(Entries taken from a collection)
● ● ● ●

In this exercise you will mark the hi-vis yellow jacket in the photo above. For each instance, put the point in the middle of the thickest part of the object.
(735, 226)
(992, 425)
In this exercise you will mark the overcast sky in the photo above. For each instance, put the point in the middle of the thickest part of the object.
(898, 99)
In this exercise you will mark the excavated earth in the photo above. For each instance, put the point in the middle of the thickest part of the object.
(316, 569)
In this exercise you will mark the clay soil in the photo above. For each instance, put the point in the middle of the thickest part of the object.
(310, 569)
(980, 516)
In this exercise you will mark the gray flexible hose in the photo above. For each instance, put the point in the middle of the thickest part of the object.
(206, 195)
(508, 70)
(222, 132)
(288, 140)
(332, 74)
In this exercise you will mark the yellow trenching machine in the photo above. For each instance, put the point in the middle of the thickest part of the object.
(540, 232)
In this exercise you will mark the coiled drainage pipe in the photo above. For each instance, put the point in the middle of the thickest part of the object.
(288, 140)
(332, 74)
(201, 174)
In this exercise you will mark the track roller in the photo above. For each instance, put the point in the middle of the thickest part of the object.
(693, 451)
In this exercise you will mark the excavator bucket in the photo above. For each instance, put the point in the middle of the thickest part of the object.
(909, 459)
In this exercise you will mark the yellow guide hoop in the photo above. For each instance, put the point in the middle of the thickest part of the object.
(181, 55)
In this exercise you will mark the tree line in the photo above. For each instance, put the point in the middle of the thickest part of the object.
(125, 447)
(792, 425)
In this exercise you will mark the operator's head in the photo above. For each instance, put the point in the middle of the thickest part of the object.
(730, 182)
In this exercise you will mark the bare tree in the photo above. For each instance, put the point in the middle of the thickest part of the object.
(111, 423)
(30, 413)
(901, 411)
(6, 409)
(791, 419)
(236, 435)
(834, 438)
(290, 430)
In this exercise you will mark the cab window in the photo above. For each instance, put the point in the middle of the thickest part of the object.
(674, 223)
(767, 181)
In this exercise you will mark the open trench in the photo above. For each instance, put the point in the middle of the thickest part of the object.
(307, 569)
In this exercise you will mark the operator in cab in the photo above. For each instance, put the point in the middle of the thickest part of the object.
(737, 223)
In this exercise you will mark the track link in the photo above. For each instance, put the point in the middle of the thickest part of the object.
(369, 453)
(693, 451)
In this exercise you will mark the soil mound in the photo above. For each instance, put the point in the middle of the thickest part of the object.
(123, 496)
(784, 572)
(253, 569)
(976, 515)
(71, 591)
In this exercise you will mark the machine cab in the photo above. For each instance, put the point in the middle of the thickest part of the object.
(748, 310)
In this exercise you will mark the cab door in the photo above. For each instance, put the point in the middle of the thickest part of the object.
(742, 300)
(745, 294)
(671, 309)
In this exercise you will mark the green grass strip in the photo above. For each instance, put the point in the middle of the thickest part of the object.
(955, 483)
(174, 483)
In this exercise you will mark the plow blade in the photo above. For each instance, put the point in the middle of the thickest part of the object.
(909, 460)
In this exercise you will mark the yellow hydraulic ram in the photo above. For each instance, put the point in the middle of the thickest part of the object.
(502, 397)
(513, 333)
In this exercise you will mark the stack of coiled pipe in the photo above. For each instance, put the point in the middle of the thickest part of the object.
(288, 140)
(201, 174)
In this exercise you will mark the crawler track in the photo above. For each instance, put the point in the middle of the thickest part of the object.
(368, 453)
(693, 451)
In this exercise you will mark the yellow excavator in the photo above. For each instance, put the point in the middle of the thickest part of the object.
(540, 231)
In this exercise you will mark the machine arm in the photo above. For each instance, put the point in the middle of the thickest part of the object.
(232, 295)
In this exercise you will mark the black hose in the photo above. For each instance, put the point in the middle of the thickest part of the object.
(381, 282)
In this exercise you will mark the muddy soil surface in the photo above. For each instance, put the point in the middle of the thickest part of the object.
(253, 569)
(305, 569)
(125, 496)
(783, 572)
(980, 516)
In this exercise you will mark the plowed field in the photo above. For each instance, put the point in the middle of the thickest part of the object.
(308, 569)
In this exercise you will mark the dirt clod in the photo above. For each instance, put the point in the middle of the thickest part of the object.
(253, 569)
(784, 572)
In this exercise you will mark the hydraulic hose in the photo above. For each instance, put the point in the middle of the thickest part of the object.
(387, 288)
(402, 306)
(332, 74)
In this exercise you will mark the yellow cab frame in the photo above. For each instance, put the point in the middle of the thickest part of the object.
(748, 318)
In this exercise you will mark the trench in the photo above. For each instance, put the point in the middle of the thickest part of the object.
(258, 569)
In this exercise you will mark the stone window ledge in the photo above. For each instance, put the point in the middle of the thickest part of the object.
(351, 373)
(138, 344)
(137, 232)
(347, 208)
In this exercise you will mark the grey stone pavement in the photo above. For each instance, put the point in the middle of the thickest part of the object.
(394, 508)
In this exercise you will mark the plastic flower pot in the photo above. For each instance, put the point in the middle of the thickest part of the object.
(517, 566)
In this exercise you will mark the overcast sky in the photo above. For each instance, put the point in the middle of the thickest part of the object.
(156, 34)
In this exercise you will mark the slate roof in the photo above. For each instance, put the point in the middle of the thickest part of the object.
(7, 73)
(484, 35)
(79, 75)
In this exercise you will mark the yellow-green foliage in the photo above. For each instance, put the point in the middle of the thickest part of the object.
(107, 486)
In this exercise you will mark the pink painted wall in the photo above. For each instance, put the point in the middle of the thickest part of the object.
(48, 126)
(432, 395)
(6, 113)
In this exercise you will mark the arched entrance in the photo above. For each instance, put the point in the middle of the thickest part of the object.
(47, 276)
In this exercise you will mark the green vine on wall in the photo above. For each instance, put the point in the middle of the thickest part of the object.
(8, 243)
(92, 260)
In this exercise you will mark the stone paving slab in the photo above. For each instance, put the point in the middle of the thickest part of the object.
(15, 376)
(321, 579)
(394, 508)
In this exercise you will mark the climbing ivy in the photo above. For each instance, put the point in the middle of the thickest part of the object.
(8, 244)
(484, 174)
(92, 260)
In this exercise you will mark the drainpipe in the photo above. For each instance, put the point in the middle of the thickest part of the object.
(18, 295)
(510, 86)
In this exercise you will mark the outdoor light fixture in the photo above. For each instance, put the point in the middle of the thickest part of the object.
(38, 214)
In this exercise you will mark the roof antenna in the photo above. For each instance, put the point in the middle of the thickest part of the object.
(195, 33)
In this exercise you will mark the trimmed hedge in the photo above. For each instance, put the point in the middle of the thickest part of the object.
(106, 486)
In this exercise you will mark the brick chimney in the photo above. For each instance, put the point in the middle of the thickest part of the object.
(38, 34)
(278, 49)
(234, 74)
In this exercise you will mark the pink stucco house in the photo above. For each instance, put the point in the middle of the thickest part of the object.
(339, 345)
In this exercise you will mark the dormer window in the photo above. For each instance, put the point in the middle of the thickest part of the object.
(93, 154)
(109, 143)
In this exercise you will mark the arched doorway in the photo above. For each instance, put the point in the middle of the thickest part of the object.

● ● ● ●

● **Exercise description**: The whole set of records needs to be written out exactly.

● **Result below**:
In this exercise you will mark the hi-vis yellow jacket in the photo above. For each instance, put the point in the middle of the thickest part of the object.
(735, 226)
(992, 425)
In this exercise you will mark the overcast sky in the photo above. For each instance, put the point in the middle of the thickest part of the object.
(898, 99)
In this exercise you will mark the excavated earth in the photo above. For each instance, put the point in the middle of the thickest part of the object.
(316, 569)
In this exercise you will mark the clay soil in the photo above. For each instance, put the point in the middle of the thickest part of the object.
(310, 569)
(980, 516)
In this exercise you will mark the gray flexible hose in the photo above. For each instance, put the point in the middle of the thickest part of the object.
(206, 195)
(508, 70)
(222, 132)
(288, 140)
(332, 74)
In this exercise you will mark the yellow trenching machine in the photo above. For each instance, put the point in the middle of the thickest part of the object.
(540, 232)
In this exercise you will mark the coiled drainage pipe in the photo above. For each instance, put the point in the middle of the thickest part of the object.
(288, 140)
(332, 74)
(201, 174)
In this exercise you will mark the track roller in the photo above. For each instance, put the point in the middle of the thickest part of the object.
(693, 451)
In this exercise you will mark the excavator bucket in the photo above. For each instance, put the point in the middle of the thickest part of the object.
(909, 459)
In this exercise you will mark the yellow guide hoop in the photo above. For each instance, put the point in the middle of the thickest part of the object.
(181, 55)
In this exercise you will mark the tree line in the photo above. For each instance, put the point in the middle of the thickest part of the object.
(125, 447)
(792, 425)
In this exercise you will mark the operator's head in the photo above. For each instance, put the point in the middle of the thickest part of the object.
(730, 182)
In this exercise you will mark the bare tree in the photo above. For each instance, put the point in the middle of the thickest part of the object.
(111, 423)
(30, 413)
(901, 411)
(6, 409)
(791, 419)
(236, 435)
(834, 438)
(290, 430)
In this exercise you will mark the cab window in the photo above. For each instance, put the point in the middle of the thickest part of the object.
(674, 223)
(767, 181)
In this exercise you will mark the open trench in the photo above. For each instance, put the point in the middle of the thickest part of the object.
(307, 569)
In this exercise you will mark the operator in cab in the photo above. For each instance, put the point in the middle of the thickest part of the object.
(737, 223)
In this exercise you will mark the track link in the photo above. For each instance, put the point in the middle of the thickest part of the object.
(369, 453)
(693, 451)
In this exercise you will mark the soil mound in the photo above. For each instance, put the point in the middle of the thickest part of the object.
(123, 496)
(784, 572)
(253, 569)
(976, 515)
(71, 591)
In this exercise you will mark the machine cab in the photo above. For each instance, put the point in the middle of the thickest part of the object.
(748, 310)
In this exercise you will mark the cab door in the photo above. For each instance, put the point in the middle of the thickest part of the object.
(742, 300)
(745, 294)
(671, 309)
In this exercise you will mark the green grass strip in the photo above. For each instance, put the point in the middle of the thickest part of the object.
(955, 483)
(174, 483)
In this exercise you will mark the plow blade in the photo above. For each instance, put the point in the middle of the thickest part of the object.
(909, 460)
In this exercise you will mark the yellow hydraulic ram in the photo above. For each instance, put the point in the middle of the thickest part of the object.
(502, 397)
(513, 333)
In this exercise you will mark the stack of coiled pipe in the photo above. For each instance, put the point in the middle of the thickest part of the object.
(288, 140)
(201, 174)
In this exercise you will mark the crawler track in the photo above. For each instance, put the point in the middle of the thickest part of the object.
(368, 453)
(693, 451)
In this exercise you will mark the yellow excavator in the photo above. For each instance, put the point in the middle of the thickest part of the object.
(540, 231)
In this exercise you will mark the machine arm in the photo above. For each instance, put the point in the middle of the thickest part of the object.
(232, 295)
In this exercise you will mark the black hose in the photo above. For each instance, put the point in the middle of the thickest part of the object.
(381, 282)
In this exercise you will mark the muddy soil surface in the photo above. For each instance, put the point in the middle of the thickest part of the object.
(253, 569)
(305, 569)
(125, 496)
(783, 572)
(980, 516)
In this exercise you will mark the plowed field in the photo above. For each instance, put the point in the middle of the thickest part of the object.
(308, 569)
In this exercise you will mark the dirt clod in the photo above. For each instance, put the point in the middle of the thickest part of the object.
(253, 569)
(784, 572)
In this exercise you will mark the hydraulic hose in the photo above. For each instance, put the point in the middle of the thickest part of the object.
(387, 288)
(402, 306)
(332, 74)
In this exercise you will mark the yellow cab frame in the photo above. For each instance, put the point in the middle of the thickest part of the object.
(748, 318)
In this exercise you will mark the trench in the photo above. For each instance, put the point in the middle of the thickest part of the object.
(258, 569)
In this exercise you will mark the stone window ledge in the photo above. For each instance, put the point in the middle of the thickest part of the object.
(351, 373)
(138, 344)
(137, 232)
(347, 208)
In this exercise you will mark the grey stone pavement in the photo above. For each instance, put the point in the middle of the thickest part of the object.
(394, 508)
In this exercise you will mark the plastic flower pot in the photo above. For each instance, put the point in the middle of the thickest part of the object.
(517, 566)
In this exercise you will mark the overcast sky in the photo above. For each instance, put the point in the middle of the thickest part of the object.
(156, 34)
In this exercise you will mark the slate roof in the photo above. For each instance, put the point in the middle of the thickest part of the object.
(7, 73)
(484, 35)
(79, 75)
In this exercise you will mark the yellow-green foliage in the photo above. For each instance, put the point in the middle of the thickest part of the object.
(107, 486)
In this exercise you will mark the pink painted wall in the photo above. For each instance, put the point in the middle of the thickest part of the object.
(48, 126)
(432, 395)
(6, 113)
In this exercise you will mark the arched entrance in the photo above. For each instance, put the point in the middle of the thickest part of the object.
(47, 276)
In this exercise you will mark the green vine on wall in the photo above. For each instance, put the point in the middle of the thickest part of the object.
(8, 243)
(92, 260)
In this exercise you will mark the stone paving slab in the photo above. For each instance, put the point in the middle of the thickest part of the object.
(15, 376)
(321, 579)
(394, 508)
In this exercise you will mark the climbing ivy in the photo above. For each instance, put the point in the middle of the thickest part of the object.
(8, 244)
(484, 174)
(92, 260)
In this exercise you will mark the drainpipe in the photo above. For each instance, put the point in the middle of the thickest part of the object.
(18, 295)
(510, 86)
In this exercise you will mark the outdoor light fixture in the photo above. For each instance, put the point in the middle of the thickest part of the object.
(38, 214)
In this exercise you will mark the roof antenna in the photo above. For each instance, put the point in the middle of the thickest part of the object.
(195, 33)
In this exercise you will mark the trimmed hedge in the photo above. For each instance, put the point in the middle of the thickest part of the object.
(106, 486)
In this exercise you will mark the brick chimney in the photo above. For each instance, put the point in the middle of the thickest part of the object.
(38, 34)
(278, 49)
(234, 74)
In this exercise you will mark the pink stucco house in the photo above. For each instance, put the point in the middle of the thickest part of the object.
(339, 345)
In this exercise you will mark the dormer window in the photo above. For each instance, put the point in the middle of the thickest part of the object.
(93, 154)
(109, 143)
In this exercise you will mark the arched doorway in the photo above. For each instance, put the point in the middle of the thickest part of the object.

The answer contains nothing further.